▶ **Material for this task**:
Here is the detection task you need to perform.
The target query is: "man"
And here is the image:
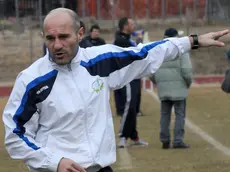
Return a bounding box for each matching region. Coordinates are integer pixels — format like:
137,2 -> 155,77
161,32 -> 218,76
2,7 -> 228,172
150,28 -> 193,149
80,24 -> 105,48
114,17 -> 146,148
113,17 -> 135,117
43,20 -> 89,55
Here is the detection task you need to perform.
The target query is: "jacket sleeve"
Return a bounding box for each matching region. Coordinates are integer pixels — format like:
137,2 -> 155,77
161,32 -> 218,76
81,37 -> 191,90
180,53 -> 193,88
2,72 -> 62,172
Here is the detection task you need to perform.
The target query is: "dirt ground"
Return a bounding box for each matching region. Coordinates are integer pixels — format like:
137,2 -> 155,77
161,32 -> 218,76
1,87 -> 230,171
1,24 -> 230,82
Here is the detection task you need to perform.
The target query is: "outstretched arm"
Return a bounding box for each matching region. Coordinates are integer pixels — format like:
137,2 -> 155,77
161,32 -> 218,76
81,30 -> 229,90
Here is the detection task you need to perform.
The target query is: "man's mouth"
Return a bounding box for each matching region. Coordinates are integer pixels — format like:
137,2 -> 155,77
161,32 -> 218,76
55,52 -> 65,59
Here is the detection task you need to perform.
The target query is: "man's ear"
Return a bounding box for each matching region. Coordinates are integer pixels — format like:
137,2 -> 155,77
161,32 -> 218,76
78,27 -> 84,41
41,31 -> 44,38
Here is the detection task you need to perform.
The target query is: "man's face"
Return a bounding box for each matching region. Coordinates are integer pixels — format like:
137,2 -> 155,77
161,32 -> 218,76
127,19 -> 135,34
43,14 -> 82,65
90,28 -> 100,39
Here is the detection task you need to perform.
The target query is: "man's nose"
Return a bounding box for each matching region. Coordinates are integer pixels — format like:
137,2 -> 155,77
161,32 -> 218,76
54,38 -> 63,50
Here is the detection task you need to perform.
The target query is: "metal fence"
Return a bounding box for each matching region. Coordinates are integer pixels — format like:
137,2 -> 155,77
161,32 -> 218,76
1,0 -> 230,35
0,0 -> 230,82
2,0 -> 230,30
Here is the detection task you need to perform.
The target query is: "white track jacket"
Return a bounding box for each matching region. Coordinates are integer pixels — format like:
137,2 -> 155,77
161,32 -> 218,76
3,37 -> 191,171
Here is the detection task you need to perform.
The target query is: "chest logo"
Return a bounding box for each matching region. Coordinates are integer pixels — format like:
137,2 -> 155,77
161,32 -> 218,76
92,79 -> 104,93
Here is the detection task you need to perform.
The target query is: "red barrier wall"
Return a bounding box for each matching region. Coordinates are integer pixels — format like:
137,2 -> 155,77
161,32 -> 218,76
78,0 -> 206,19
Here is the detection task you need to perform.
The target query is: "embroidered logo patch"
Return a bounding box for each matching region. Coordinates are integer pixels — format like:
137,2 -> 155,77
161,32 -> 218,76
92,79 -> 104,93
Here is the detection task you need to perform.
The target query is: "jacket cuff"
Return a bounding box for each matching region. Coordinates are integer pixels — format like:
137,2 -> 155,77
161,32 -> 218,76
167,37 -> 191,56
178,37 -> 191,55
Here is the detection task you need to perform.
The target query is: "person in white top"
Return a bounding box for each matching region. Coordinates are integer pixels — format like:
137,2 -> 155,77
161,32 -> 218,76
2,7 -> 229,172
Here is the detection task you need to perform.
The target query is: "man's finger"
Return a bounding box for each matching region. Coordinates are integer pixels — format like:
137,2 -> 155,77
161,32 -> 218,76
213,40 -> 225,47
213,29 -> 229,39
69,168 -> 80,172
72,163 -> 86,172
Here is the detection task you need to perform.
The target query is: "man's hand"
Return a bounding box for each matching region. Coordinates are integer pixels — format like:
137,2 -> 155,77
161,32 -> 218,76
136,30 -> 143,39
57,158 -> 86,172
190,29 -> 229,48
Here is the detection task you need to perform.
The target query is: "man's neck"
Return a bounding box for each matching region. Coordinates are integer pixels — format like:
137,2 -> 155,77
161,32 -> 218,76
121,30 -> 130,35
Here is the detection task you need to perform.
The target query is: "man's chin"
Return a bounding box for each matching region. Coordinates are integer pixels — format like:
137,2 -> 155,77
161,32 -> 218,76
54,59 -> 71,65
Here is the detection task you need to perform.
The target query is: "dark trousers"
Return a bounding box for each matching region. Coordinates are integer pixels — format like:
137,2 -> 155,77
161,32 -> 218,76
114,86 -> 126,115
98,166 -> 113,172
135,79 -> 141,113
160,99 -> 186,144
119,80 -> 140,140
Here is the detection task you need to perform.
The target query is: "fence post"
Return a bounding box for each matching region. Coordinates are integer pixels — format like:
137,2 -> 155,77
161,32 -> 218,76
146,0 -> 150,24
130,0 -> 134,19
204,0 -> 209,23
179,0 -> 183,23
193,0 -> 197,21
60,0 -> 66,7
82,0 -> 86,17
39,0 -> 42,30
111,0 -> 116,29
14,0 -> 20,36
29,26 -> 33,64
161,0 -> 165,23
185,7 -> 192,35
97,0 -> 100,20
0,0 -> 5,38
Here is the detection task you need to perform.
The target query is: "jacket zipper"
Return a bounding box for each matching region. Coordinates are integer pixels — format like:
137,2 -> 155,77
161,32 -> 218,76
67,64 -> 72,71
69,65 -> 96,164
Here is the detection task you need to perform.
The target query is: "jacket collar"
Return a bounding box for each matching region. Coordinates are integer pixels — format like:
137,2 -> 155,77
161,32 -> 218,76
46,46 -> 81,67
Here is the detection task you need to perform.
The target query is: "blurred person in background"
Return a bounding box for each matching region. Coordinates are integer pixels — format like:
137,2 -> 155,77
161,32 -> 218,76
134,29 -> 145,116
80,24 -> 106,48
150,28 -> 193,149
114,17 -> 148,148
79,20 -> 93,48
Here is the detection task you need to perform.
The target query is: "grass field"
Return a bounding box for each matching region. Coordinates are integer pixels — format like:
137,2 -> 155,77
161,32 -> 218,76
1,86 -> 230,171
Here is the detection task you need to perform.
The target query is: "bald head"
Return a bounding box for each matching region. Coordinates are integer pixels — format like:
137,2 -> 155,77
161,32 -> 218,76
43,8 -> 80,32
42,8 -> 84,65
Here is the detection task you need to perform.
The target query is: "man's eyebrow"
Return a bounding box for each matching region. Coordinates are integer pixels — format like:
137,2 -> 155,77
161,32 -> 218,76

▶ **Task requirements**:
Find how many lines of the preceding data contain "jacket", and answer with that number only.

▶ **Exercise answer**:
5